### ИСХОДНЫЙ ТЕКСТ

Сережа стоит над постелью в напяленной кое-как куртке; он горбится: сдвинуты брови.
— «Папа?»
— «!»
— «Мама?»
— «!!»
— «Тоже?..» Не отвечаю…
— «Сама с собой?»
С сухим достоинством, точно у банковой кассы:
— «Я знал это!»
Пауза.
— «Боря, — он бросил мне руку, как будто не я, а он вестник, — оставь меня на пять минут… — выпроваживая, точно старший, рукою. — Даю тебе слово!»
Через пять минут вышел спокойно и строго: мы знали, чего стоит эта выдержка; если б кричал, плакал…
— «Ну!»
Спокойствие это лишало присутствия духа: не выдержит мозг!
Решено: не пускать его в дом, где покойники; прочь от печальных обязанностей, охов, ладанных вздохов, соболезнованья! И я, посадив на извозчика, долго катаю его по Москве: завожу к Бенкендорфу, товарищу и поливановцу: мать Бенкендорфа умела занять.
Усов после дивился моей, дескать, выдержке — на нашем ночном заседании; что она перед в железо закованным отроком, сердце зажавшим в кулак: без единой слезинки! С сурово зажатою бровью, сутулясь, он твердо шагал среди крепов, надгробных венков, — таки вынесши эти два гроба.
Мне к горю утраты, к тревоге за друга прибавилась боль, когда я, возвратившись домой (уже поздно), узнал, что с отцом от волненья случился припадок ангины; он эти все дни пролежал с синеватым лицом, беспокойно следя за мной глазками:
— «Ну, ну — иди-ка: на панихиду… — с надтреснутым криком вдогонку, — отца не забудь!»

### ПЕРЕЧЕНЬ
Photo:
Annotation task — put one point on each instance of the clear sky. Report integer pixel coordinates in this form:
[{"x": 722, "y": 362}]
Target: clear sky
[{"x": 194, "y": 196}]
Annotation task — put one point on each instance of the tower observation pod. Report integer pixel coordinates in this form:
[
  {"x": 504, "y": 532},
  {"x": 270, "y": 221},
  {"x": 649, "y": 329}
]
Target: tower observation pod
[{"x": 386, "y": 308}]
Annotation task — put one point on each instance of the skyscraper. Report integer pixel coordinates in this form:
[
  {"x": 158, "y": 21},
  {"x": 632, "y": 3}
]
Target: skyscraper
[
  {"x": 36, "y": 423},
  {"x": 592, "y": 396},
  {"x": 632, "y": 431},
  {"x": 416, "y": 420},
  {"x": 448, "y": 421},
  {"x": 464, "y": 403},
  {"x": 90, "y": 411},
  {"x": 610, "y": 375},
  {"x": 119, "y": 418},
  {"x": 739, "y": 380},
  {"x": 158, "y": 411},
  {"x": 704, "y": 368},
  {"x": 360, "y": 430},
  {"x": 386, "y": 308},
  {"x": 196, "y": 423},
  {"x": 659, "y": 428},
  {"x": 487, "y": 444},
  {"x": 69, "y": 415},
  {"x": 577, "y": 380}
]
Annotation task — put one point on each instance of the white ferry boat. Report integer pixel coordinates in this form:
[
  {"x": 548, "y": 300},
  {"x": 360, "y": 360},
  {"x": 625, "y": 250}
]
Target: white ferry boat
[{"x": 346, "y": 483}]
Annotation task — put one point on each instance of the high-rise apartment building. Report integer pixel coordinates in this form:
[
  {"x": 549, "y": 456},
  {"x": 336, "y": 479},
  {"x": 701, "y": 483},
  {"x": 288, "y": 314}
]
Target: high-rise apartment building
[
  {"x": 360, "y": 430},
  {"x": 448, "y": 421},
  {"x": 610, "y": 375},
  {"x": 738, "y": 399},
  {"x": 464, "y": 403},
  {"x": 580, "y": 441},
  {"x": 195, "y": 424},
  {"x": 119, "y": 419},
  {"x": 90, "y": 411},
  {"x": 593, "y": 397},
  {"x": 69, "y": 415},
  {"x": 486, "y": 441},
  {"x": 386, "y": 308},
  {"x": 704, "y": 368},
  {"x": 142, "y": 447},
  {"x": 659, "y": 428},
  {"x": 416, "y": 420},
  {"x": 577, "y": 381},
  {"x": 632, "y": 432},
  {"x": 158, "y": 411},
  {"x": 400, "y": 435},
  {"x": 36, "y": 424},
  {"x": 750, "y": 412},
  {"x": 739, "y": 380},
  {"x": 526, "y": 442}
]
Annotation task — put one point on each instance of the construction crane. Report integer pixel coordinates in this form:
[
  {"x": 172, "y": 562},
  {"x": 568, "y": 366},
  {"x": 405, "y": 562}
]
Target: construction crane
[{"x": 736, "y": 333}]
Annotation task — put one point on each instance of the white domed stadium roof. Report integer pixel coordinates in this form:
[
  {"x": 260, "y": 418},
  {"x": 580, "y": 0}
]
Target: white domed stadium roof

### СУТЬ ЗАДАНИЯ
Перепишите отрывок о Сереже, начиная с «С сухим достоинством, точно» и продолжая до «не выдержит мозг!» включительно. Переименуйте при этом «Боря» в «Борис». Перечень здесь никакой роли не играет.

### ОТВЕТ НА УПРАЖНЕНИЕ
С сухим достоинством, точно у банковой кассы:
— «Я знал это!»
Пауза.
— «Борис, — он бросил мне руку, как будто не я, а он вестник, — оставь меня на пять минут… — выпроваживая, точно старший, рукою. — Даю тебе слово!»
Через пять минут вышел спокойно и строго: мы знали, чего стоит эта выдержка; если б кричал, плакал…
— «Ну!»
Спокойствие это лишало присутствия духа: не выдержит мозг!